#### Complete the following
- 1) Answer these questions using the Mohammed Tayea biography:
(a) In what year did he earn his civil engineering degree, and from which university?
(b) In which city was the International Housing Conference he attended held?
(c) Which charity did he head?
- 2) Repeat the section of the Mohammed Tayea biography between "Egyptian political leader" and "ran for office.", inclusive.

#### Quoted passage
= Mohammed Tayea =

Egyptian political leader (1945–200)

Mohammed Ali Tayea (1945-2000) was one of the political leaders in Egypt during the Sadat and Mubarak era. He died on 1 May 2000.

==Introduction==
Mohammed Tayea was born on 20 July 1945 in Alexandria at his mother's residence. He lived in Sohag at Girga city during his childhood. He gained a bachelor's degree in civil engineering at Assiut University in 1971.

After graduating, he worked at the Red Sea construction company until 1974 on the board of directors in Suez alongside his work as an engineering contractor.

In 1977 he married Ms. Fawzia Abo Zeid AbduLatif after graduating with a degree in philosophy at Ain Shams University. He was elected to the Egyptian parliament in 1984; after his death, his widow Fawzia Tayea ran for office.

They had 3 children (Shehab, Shady and Shahinaz). Shehab graduated in naval engineering at the Arab Academy for Science and Technology, Shady in commerce at the Modern Academy and Shahinaz with honours in engineering at the Modern Academy.

==Involvement in projects==
- Suez Hospital
- Minia Hospital
- Ismailia University Hospital
- Medical Center in Bor Tawfik
- Badr Mosque in Suez
- Fayed Mosque in Ismailia
- Fertilizer factory in Suez and Talkha
- Some projects with the Nasr Petroleum Company
- Suez company for petrol processing.
- Educational buildings for the authorities
- Low-cost, mid-range and luxury housing

Major projects include:
- Giant power and water stations in South Sinai and East Kantara
- Automatic mill in Ismailia
- Sand brick factory in Quesna

==Conference participation==
- Management of Major Projects Conference (Cairo, 1980)
- International Housing Conference (Sarajevo, Yugoslavia, 1986)
- The Development of Construction Equipment Conference (London, England, 1987)
- Management of Companies Conference (Alexandria, 1991)

==Appointments==
- Member of Wafd Party in Suez
- Member of the Egyptian Parliament for the Suez area - New Wafd party 1984
- Member of the Housing Commission in Parliament
- Member of Engineers Union
- Member of Human Rights Watch and Amnesty International
- Member of Contractors Federation and Commission on Classification
- Member of Egyptian Civil Engineers Society
- Member of Egyptian Business Administration Society
- Member of Collaborative Society Education in Schools

He also was involved in many charities such as the Qurran Charity in Suez which he headed.

Referring expression data
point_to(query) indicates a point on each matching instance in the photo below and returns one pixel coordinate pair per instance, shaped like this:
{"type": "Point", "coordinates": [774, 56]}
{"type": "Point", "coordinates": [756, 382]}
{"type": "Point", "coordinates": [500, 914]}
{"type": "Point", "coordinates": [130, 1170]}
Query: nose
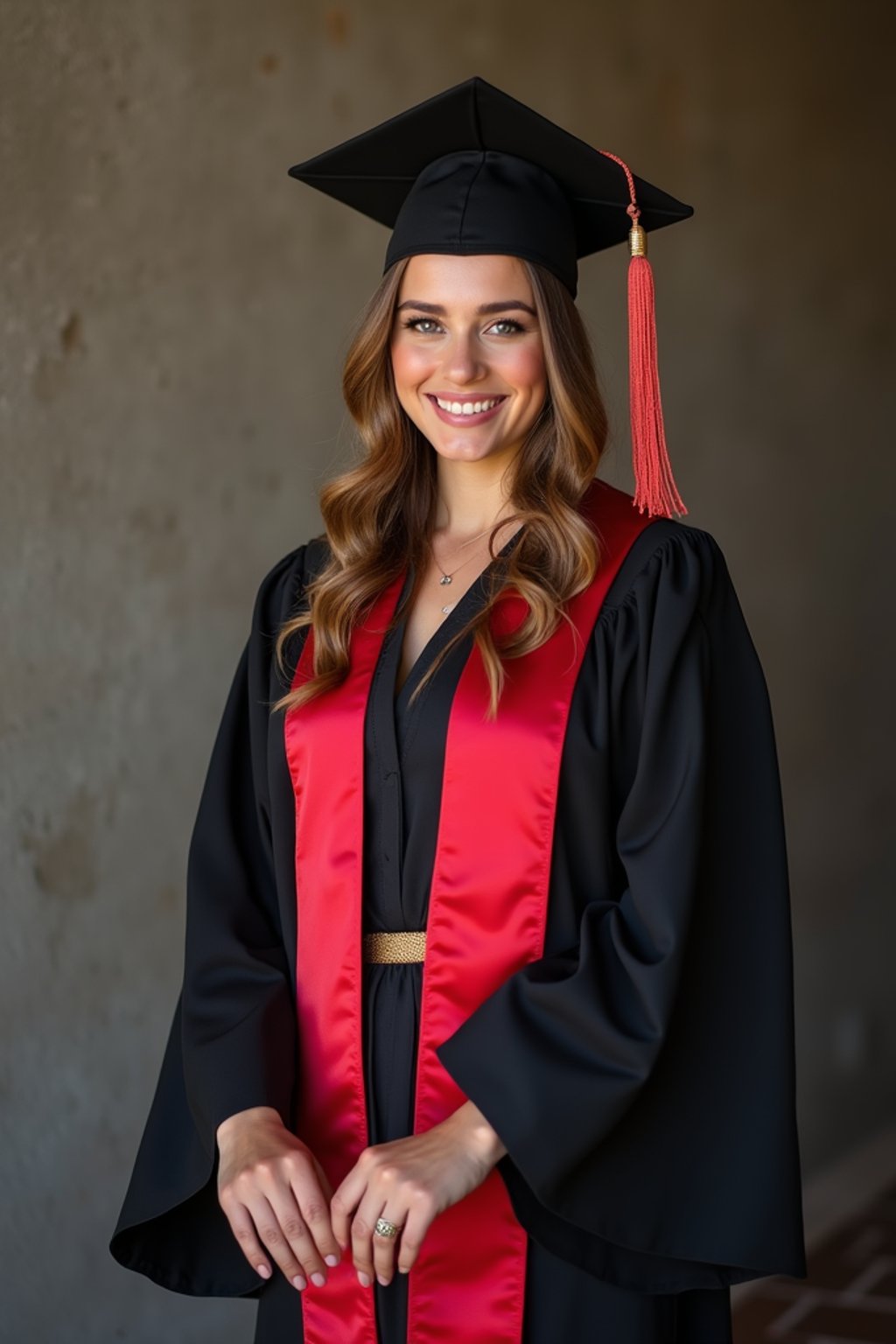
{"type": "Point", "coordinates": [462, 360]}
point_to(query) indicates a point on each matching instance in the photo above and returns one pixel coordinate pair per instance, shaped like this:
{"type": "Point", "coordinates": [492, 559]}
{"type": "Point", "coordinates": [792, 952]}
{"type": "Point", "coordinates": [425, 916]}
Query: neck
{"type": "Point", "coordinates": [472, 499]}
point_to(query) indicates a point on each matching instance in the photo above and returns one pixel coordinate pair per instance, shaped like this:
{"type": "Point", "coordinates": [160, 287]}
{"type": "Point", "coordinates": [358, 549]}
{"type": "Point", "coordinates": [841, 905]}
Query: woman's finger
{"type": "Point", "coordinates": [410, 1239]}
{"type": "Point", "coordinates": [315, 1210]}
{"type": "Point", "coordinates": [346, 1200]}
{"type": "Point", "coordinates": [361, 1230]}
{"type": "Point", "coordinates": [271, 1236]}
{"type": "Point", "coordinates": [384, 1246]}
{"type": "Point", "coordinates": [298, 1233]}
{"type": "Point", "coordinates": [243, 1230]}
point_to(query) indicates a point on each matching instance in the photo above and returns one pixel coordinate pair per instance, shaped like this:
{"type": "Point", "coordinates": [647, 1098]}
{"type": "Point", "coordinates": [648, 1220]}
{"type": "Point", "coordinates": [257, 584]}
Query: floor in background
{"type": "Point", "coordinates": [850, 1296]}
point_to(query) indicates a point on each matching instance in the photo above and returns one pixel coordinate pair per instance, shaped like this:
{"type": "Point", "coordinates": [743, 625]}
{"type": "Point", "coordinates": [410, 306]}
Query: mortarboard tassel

#### Answers for each item
- 1)
(a) 1971, at Assiut University.
(b) Sarajevo, Yugoslavia.
(c) The Qurran Charity in Suez.

- 2)
Egyptian political leader (1945–200)

Mohammed Ali Tayea (1945-2000) was one of the political leaders in Egypt during the Sadat and Mubarak era. He died on 1 May 2000.

==Introduction==
Mohammed Tayea was born on 20 July 1945 in Alexandria at his mother's residence. He lived in Sohag at Girga city during his childhood. He gained a bachelor's degree in civil engineering at Assiut University in 1971.

After graduating, he worked at the Red Sea construction company until 1974 on the board of directors in Suez alongside his work as an engineering contractor.

In 1977 he married Ms. Fawzia Abo Zeid AbduLatif after graduating with a degree in philosophy at Ain Shams University. He was elected to the Egyptian parliament in 1984; after his death, his widow Fawzia Tayea ran for office.